[Data records]
>> Begin

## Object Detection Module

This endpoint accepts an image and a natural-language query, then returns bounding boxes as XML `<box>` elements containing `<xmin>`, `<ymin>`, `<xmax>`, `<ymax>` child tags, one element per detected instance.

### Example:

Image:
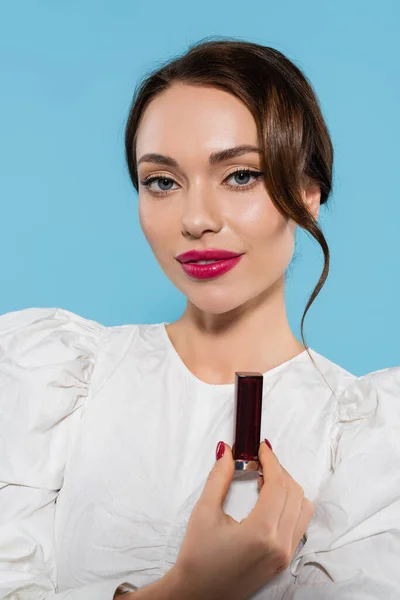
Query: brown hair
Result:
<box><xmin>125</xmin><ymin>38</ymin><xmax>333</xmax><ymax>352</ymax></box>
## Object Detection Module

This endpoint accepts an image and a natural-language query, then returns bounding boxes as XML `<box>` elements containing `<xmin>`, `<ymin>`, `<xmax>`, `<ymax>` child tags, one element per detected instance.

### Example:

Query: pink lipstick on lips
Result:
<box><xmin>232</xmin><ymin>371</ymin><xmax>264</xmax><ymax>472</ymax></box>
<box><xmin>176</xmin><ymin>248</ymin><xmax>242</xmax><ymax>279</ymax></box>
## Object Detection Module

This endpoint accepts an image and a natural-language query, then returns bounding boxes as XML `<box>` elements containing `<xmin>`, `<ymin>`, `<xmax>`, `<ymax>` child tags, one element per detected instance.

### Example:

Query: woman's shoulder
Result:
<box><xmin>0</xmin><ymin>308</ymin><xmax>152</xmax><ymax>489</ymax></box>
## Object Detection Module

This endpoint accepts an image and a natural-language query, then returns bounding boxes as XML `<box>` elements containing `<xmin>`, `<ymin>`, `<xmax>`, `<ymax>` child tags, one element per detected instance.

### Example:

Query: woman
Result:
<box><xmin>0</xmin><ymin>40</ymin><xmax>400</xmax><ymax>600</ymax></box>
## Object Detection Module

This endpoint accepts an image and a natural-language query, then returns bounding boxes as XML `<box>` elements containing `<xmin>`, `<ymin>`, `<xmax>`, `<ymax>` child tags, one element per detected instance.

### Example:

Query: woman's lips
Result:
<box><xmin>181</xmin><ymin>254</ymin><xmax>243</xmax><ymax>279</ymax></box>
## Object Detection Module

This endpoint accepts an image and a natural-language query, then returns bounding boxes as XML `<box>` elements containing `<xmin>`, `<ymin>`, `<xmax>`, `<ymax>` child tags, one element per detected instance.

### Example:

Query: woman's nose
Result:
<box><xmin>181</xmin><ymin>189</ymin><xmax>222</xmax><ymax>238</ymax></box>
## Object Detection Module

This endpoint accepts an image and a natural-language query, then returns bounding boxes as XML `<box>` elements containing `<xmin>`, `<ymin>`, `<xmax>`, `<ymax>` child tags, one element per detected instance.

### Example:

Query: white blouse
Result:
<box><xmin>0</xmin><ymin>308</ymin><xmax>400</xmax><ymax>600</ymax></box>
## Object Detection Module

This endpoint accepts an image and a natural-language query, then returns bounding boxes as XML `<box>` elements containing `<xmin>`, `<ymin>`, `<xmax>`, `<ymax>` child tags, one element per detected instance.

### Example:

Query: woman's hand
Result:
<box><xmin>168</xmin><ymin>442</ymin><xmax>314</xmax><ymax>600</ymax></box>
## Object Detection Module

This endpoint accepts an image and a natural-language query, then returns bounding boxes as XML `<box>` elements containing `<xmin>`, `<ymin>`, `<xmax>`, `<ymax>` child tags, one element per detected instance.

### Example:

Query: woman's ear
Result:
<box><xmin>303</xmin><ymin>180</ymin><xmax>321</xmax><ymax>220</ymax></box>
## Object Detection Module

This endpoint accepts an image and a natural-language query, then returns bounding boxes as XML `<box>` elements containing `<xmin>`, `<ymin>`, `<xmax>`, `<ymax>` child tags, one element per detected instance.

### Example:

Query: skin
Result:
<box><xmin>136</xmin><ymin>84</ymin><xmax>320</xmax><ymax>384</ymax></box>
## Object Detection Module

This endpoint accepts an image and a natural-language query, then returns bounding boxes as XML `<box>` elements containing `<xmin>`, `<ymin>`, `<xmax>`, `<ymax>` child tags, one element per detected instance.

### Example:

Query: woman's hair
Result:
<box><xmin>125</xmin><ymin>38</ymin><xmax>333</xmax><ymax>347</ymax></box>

>> End
>> Begin

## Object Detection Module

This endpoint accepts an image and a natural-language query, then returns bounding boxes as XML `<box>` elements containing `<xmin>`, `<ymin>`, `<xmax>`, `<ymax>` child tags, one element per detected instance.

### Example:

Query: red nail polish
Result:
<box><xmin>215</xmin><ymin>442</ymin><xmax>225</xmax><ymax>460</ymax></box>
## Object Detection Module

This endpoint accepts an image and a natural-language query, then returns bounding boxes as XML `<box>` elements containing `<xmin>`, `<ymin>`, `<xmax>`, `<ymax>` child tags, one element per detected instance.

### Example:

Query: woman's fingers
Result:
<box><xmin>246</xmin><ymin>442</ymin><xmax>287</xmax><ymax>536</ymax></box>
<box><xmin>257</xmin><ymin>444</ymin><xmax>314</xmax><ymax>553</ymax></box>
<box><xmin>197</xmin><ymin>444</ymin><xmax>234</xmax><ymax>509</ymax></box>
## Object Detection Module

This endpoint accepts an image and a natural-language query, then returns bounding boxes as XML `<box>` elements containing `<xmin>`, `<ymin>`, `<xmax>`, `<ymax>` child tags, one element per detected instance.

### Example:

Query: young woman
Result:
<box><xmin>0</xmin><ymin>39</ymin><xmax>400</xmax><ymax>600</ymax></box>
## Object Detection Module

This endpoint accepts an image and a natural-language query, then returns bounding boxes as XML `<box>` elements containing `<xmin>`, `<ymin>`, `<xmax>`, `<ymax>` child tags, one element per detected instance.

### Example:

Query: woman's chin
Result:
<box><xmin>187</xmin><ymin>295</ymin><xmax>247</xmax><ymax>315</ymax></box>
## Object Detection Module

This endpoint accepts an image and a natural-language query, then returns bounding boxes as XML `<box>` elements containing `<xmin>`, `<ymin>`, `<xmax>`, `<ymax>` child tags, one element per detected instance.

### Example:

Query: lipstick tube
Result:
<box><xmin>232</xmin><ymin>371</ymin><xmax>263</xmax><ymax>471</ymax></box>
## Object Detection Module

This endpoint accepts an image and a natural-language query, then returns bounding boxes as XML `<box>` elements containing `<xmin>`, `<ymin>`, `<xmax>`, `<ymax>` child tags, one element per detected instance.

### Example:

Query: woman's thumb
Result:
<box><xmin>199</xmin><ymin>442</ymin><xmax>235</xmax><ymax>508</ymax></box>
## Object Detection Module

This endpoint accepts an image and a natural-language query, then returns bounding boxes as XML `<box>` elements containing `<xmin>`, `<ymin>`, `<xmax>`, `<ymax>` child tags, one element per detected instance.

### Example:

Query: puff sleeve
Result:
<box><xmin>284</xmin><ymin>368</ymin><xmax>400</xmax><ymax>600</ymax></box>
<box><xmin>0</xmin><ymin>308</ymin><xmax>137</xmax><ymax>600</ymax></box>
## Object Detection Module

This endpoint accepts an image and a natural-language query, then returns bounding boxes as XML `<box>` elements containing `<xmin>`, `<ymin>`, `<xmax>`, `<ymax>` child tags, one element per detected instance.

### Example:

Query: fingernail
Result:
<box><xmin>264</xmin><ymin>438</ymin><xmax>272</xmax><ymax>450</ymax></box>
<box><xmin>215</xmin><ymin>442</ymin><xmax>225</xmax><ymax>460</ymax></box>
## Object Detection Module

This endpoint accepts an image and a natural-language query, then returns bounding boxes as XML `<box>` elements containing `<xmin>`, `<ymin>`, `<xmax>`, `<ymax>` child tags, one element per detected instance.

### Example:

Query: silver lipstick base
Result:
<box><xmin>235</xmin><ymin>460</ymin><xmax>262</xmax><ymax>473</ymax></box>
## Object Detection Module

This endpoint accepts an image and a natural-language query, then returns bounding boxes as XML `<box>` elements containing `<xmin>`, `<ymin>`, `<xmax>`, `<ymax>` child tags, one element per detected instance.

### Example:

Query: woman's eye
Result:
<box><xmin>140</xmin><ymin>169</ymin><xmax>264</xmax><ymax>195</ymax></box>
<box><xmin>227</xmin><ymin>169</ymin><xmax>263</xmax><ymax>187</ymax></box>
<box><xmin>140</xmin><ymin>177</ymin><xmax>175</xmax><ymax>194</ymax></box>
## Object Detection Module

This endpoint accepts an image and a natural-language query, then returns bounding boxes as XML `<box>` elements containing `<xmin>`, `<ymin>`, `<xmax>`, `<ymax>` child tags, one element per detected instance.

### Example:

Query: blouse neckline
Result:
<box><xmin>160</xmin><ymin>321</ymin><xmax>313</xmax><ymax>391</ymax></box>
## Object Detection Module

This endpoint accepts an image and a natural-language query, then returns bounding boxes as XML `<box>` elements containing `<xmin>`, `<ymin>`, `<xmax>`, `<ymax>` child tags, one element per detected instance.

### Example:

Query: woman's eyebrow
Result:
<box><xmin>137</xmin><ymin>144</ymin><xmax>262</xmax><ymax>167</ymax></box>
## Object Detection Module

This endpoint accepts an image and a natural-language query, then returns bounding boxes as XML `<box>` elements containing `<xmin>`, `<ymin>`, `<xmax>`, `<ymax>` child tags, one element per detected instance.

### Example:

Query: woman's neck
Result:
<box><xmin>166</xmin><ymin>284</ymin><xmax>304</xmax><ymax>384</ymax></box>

>> End
>> Begin

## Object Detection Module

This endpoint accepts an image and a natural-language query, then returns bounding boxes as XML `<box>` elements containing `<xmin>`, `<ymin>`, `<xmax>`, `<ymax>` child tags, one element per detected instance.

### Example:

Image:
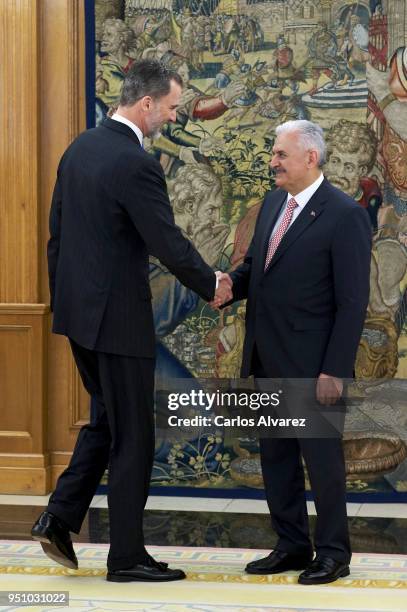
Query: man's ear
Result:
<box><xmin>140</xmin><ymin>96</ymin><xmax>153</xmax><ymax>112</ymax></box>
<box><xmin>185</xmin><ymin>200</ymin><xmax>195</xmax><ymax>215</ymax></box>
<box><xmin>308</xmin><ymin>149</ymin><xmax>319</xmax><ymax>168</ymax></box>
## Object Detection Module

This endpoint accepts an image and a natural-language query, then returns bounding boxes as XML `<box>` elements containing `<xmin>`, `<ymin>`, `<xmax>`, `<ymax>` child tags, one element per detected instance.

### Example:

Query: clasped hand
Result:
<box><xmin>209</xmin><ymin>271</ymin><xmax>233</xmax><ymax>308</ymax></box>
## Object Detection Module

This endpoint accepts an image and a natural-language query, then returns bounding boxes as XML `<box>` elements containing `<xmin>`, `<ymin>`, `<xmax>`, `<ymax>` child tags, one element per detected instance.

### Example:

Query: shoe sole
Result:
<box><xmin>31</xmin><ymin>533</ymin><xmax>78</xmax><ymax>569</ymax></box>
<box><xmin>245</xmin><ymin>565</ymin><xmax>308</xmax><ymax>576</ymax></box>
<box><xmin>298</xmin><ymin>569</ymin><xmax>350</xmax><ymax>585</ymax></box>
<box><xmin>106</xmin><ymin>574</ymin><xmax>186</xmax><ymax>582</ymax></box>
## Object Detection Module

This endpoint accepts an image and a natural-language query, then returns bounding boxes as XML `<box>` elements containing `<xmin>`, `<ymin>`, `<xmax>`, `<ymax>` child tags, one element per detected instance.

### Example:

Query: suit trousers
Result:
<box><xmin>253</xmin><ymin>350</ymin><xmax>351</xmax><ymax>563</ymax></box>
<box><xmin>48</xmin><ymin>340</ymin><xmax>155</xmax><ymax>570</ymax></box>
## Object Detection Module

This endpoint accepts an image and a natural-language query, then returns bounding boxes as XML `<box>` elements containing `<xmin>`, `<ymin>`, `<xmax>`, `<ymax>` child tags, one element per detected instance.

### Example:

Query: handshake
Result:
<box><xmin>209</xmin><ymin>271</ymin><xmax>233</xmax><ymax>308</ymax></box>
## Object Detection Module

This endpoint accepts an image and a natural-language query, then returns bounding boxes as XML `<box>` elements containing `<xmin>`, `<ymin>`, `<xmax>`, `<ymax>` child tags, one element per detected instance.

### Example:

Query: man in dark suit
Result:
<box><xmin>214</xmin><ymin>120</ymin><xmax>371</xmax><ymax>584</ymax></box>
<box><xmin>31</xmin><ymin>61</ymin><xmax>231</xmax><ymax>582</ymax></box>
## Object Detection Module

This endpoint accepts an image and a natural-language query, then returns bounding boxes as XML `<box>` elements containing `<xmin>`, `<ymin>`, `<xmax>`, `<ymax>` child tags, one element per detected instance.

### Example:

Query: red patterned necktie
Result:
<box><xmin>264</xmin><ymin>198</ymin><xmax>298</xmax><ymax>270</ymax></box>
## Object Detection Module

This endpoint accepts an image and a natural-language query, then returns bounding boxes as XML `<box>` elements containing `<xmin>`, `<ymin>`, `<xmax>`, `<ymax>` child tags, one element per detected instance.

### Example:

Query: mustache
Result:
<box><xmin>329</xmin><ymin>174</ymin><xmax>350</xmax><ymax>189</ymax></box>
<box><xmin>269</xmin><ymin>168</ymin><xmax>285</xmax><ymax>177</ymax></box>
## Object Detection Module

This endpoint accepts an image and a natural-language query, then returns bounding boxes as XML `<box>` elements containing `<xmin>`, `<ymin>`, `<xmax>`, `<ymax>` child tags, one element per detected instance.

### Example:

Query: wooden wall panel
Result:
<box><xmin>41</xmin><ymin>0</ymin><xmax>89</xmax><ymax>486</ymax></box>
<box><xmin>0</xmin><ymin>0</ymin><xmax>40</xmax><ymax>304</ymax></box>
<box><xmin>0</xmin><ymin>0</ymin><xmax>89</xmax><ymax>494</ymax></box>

>> End

### [Task requirements]
State the number of lines in the records above that contain the string "suit", treating case as significant. Give only the number.

### [Completed exercise]
2